**Provided passage**
- - -

ABU DHABI, (Reuters) – The United Arab Emirates awarded $3 billion in contracts to six foreign firms, including global miner Rio Tinto and France’s Areva on Wednesday, to supply fuel for the Gulf Arab state’s first nuclear power plant.
The Barakah plant is slated to open in 2017 and the contracts, which range from the purchase of uranium to conversion and enrichment services, will cover its fuel supply for the first 15 years of operations, the Emirates Nuclear Energy Corp (ENEC) said.
“These contracts will provide ENEC with long-term security of supply, high quality fuel and favorable pricing and commercial terms,” Mohamed al-Hammadi, ENEC’s chief executive, said in a statement.
The other firms are U.S.-based ConverDyn, Canada’s Uranium One, government-controlled nuclear group Urenco and Russia’s Tenex, the world’s largest exporter of low-enriched uranium. The fuel supply programme will begin in 2014-2015.
A spokesman for Areva, the world’s biggest maker of nuclear plants, said its share of the contract was worth 400 million euros ($492.86 million).
In July, the UAE’s nuclear regulator granted ENEC a licence to construct the country’s first two nuclear reactors, to be built by a South Korean-led consortium that will eventually build and operator four 1,400 megawatt reactors in total.
The OPEC member will be the first Gulf Arab state to begin building a nuclear power plant. It wants to save its oil reserves for export rather than using them to generate electricity, for which demand is rising rapidly.
The UAE, and other top oil exporters in the region, have been seeking alternative energy resources to meet soaring electricity demand on the back of a growing population and industrialization that threatens to absorb precious oil and gas reserves.

- - -

**Dataset extract**
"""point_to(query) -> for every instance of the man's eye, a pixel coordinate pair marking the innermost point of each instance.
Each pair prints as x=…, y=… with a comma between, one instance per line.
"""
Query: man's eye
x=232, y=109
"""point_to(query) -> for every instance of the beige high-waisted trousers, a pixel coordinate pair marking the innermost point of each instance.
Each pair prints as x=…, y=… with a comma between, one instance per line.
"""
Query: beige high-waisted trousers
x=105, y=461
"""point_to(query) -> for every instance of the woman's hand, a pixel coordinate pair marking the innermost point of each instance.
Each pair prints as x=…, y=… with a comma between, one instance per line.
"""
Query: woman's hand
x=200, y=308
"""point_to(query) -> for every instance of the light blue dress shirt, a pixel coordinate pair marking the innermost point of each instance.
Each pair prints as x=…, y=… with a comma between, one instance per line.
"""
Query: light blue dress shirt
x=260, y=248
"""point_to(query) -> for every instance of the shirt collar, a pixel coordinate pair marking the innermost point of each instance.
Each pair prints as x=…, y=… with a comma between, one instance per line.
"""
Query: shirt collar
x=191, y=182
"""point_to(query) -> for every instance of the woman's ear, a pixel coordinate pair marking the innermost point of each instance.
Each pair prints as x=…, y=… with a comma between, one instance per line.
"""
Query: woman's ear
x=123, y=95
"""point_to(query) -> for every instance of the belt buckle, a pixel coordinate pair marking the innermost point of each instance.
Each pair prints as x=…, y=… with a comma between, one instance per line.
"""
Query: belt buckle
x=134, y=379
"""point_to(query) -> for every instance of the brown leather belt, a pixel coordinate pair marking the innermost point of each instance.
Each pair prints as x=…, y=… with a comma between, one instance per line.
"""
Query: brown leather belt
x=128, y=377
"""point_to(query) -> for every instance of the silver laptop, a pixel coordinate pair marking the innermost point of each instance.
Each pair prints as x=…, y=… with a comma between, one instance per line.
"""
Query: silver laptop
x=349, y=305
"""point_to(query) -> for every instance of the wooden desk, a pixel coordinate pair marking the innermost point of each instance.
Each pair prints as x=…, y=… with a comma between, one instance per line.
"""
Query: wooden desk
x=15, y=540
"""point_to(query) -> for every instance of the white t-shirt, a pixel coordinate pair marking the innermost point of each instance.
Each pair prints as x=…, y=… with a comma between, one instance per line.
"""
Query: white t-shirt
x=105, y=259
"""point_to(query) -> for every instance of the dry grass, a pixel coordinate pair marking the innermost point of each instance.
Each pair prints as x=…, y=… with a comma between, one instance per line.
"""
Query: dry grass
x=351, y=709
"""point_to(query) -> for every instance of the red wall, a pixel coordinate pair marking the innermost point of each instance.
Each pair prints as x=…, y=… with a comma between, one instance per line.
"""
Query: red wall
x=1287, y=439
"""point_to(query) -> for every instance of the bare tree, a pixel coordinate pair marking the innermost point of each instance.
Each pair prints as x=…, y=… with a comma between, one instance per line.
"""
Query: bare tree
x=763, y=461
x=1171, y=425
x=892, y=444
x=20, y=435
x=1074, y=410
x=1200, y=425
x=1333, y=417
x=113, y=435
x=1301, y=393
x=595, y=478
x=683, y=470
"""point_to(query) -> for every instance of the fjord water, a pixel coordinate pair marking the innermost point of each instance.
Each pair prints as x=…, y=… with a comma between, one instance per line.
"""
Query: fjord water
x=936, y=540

- - -

**What you should do**
Please duplicate the part of the UAE nuclear fuel article starting with "In July, the" and going on through "and gas reserves.".

**Exercise answer**
In July, the UAE’s nuclear regulator granted ENEC a licence to construct the country’s first two nuclear reactors, to be built by a South Korean-led consortium that will eventually build and operator four 1,400 megawatt reactors in total.
The OPEC member will be the first Gulf Arab state to begin building a nuclear power plant. It wants to save its oil reserves for export rather than using them to generate electricity, for which demand is rising rapidly.
The UAE, and other top oil exporters in the region, have been seeking alternative energy resources to meet soaring electricity demand on the back of a growing population and industrialization that threatens to absorb precious oil and gas reserves.